▸ AIM OF THE TASK: Reproduce each line of the material precisely.

*** RECORDS FOR THE TASK ***

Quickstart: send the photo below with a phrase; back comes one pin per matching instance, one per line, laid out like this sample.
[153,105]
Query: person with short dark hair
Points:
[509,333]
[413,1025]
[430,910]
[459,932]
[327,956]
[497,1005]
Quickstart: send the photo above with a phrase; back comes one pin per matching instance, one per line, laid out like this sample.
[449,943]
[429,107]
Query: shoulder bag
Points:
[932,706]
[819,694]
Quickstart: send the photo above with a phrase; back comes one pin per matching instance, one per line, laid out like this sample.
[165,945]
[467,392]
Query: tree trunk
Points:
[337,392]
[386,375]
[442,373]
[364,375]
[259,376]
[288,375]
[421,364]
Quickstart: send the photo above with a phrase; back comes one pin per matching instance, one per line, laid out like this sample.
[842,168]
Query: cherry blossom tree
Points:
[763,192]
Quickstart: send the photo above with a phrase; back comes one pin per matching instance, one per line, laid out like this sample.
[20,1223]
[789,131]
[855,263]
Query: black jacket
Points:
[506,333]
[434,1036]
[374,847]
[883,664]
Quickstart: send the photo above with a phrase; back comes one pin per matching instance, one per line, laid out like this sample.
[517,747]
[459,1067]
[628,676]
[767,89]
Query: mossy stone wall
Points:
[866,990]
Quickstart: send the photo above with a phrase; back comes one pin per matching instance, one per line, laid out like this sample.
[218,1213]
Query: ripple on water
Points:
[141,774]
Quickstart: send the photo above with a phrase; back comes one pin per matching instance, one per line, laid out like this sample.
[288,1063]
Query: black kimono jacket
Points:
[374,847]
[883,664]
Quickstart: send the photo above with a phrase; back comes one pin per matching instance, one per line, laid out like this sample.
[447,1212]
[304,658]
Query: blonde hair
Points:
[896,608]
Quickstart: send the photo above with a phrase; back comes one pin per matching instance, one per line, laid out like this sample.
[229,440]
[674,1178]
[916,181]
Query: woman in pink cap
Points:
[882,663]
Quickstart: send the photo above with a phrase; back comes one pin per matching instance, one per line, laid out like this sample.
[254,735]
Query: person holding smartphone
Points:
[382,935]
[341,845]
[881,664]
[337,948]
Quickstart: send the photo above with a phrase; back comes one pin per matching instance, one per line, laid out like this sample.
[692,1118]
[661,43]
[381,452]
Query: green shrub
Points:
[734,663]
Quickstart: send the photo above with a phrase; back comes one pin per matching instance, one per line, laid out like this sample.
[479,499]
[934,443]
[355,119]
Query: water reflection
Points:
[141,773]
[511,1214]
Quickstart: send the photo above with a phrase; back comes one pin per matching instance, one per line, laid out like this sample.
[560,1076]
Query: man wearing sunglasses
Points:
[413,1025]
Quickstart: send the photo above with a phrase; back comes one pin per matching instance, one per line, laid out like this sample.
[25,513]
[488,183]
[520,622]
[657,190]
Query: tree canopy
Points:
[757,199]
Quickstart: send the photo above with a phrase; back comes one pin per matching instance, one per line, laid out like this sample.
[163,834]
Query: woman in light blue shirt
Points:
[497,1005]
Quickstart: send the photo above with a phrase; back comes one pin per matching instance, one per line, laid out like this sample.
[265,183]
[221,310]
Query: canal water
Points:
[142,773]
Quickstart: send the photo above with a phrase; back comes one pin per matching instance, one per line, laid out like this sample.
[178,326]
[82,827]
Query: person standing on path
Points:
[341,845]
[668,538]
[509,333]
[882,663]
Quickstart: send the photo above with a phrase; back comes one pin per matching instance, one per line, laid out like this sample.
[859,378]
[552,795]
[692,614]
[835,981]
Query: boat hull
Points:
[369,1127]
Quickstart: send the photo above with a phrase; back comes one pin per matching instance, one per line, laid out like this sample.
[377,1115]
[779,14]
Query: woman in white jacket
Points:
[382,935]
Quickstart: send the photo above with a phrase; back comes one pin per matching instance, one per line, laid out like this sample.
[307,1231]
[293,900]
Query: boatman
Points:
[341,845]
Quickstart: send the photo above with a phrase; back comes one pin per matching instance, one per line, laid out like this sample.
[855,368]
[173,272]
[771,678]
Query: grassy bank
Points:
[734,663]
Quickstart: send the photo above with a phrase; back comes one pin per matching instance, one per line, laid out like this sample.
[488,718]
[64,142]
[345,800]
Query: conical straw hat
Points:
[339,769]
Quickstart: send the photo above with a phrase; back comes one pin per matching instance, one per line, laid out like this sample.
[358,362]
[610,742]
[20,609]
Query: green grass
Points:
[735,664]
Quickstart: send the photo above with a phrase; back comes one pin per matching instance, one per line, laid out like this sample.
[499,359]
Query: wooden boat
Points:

***

▸ RESULT OF THIS TASK:
Quickstart: send the photo below with a phrase; back comes one pin per matching instance, one per line, laid out like this sample.
[153,105]
Query: person with short dark hair
Points:
[509,333]
[413,1025]
[430,910]
[459,932]
[327,956]
[497,1005]
Quickstart: send the photo above with a phrase; back comes one pin per matching instance, one per line, laid out like this sample.
[449,943]
[429,107]
Query: shoulder bag
Points:
[932,706]
[819,694]
Quickstart: send the photo above with a phrase; back comes one pin per matching instance, one per line, laid out like this sample.
[165,945]
[467,392]
Query: tree trunk
Points:
[337,392]
[386,375]
[442,373]
[364,375]
[259,376]
[288,375]
[421,364]
Quickstart: send the photo above with a phrase; back comes one pin per matching instance, one per line, laid out like this sample.
[842,168]
Query: cherry blossom tree
Points:
[763,192]
Quickstart: send the photo above with a phrase; back comes one pin per matching instance, one per line, laid out like this sample.
[20,1223]
[789,131]
[855,263]
Query: black jacket
Points:
[506,333]
[434,1036]
[374,847]
[883,664]
Quickstart: send the photo above with a phrase; back comes one pin per matching instance, one per line, laid out like this sample.
[517,747]
[459,1067]
[628,676]
[767,89]
Query: mossy stone wall
Points:
[866,990]
Quickstart: send the photo above with a phrase; back comes one pin per matching instance, one per line, laid out like this sample.
[218,1213]
Query: ripple on water
Points:
[141,774]
Quickstart: send the photo above with a phrase; back comes one pin per matching instance, one per line, laid out like this sample.
[288,1063]
Query: black kimono jacket
Points:
[374,847]
[883,664]
Quickstart: send the photo above with a phrase; back comes one pin per matching instance, one per line, laid out like this sample.
[447,1212]
[304,658]
Query: blonde hair
Points:
[896,608]
Quickstart: send the photo above with a phrase; back comes one pin per matching instance, one per line, laid out like this sample.
[229,440]
[674,1178]
[916,181]
Query: woman in pink cap
Points:
[882,663]
Quickstart: send the photo above with a phrase; back comes one pin per matching instance, one per line, laid out like this sample.
[254,735]
Query: person holding smartphone
Points:
[382,935]
[341,845]
[881,664]
[337,948]
Quickstart: send the photo above with a phrase; back comes one pin per matching instance, one per line, laid out like this sample.
[692,1118]
[661,43]
[381,452]
Query: green shrub
Points:
[734,663]
Quickstart: send the photo above with a phrase; back comes one pin per matching instance, one per line, laid out like this sample.
[479,499]
[934,443]
[355,119]
Query: water reflection
Points:
[141,773]
[511,1214]
Quickstart: send the photo above with a phrase; back comes one pin per matching instance, one per line, laid out like this sample.
[560,1076]
Query: man wearing sunglasses
Points:
[413,1025]
Quickstart: send the photo above with a phrase; back comes one pin per matching instance, one per line, laid out like this sample.
[25,513]
[488,183]
[520,622]
[657,190]
Query: tree canopy
Points:
[757,199]
Quickstart: send the photo above with a phrase; back comes one pin per matching instance, one per line, laid out like this sample.
[163,834]
Query: woman in light blue shirt
Points:
[497,1005]
Quickstart: send the photo above with a phrase; back comes one pin per matching instance, one per line, laid out like this sample.
[265,183]
[221,310]
Query: canal water
Points:
[142,773]
Quickstart: send the photo above with a phrase; back comes one pin per matching instance, one per line, laid out like this sample.
[178,326]
[82,827]
Query: person standing on path
Points:
[341,845]
[668,538]
[509,333]
[882,663]
Quickstart: send the photo above with a phrase; back comes one pin per matching instance, one per line, laid out like this sample.
[859,378]
[552,795]
[692,614]
[835,981]
Query: boat hull
Points:
[369,1127]
Quickstart: send the photo above with a phrase; back comes one pin per matching instance, one per line, laid out like this sample.
[377,1115]
[779,14]
Query: woman in white jacket
Points:
[382,935]
Quickstart: send the photo above with a phrase; back comes one pin per matching instance, one per line, laid out like this sample.
[307,1231]
[293,900]
Query: boatman
Points:
[341,845]
Quickstart: send the photo above with a phrase; back comes one pin per matching instance, one per line, laid out like this sample.
[855,368]
[173,272]
[771,678]
Query: grassy bank
Points:
[734,663]
Quickstart: send the photo above with a phrase; back comes one pin per matching instance, one per line, laid out like this sample.
[488,718]
[64,142]
[345,800]
Query: conical straw hat
Points:
[339,769]
Quickstart: send the photo above with a phrase; back comes one pin per matching instance, one per line, laid out like this sample.
[358,362]
[610,742]
[20,609]
Query: green grass
Points:
[735,664]
Quickstart: send the photo above with a phrase; back comes one pin per matching instance, one per line, laid out like this sample.
[499,359]
Query: wooden boat
Points:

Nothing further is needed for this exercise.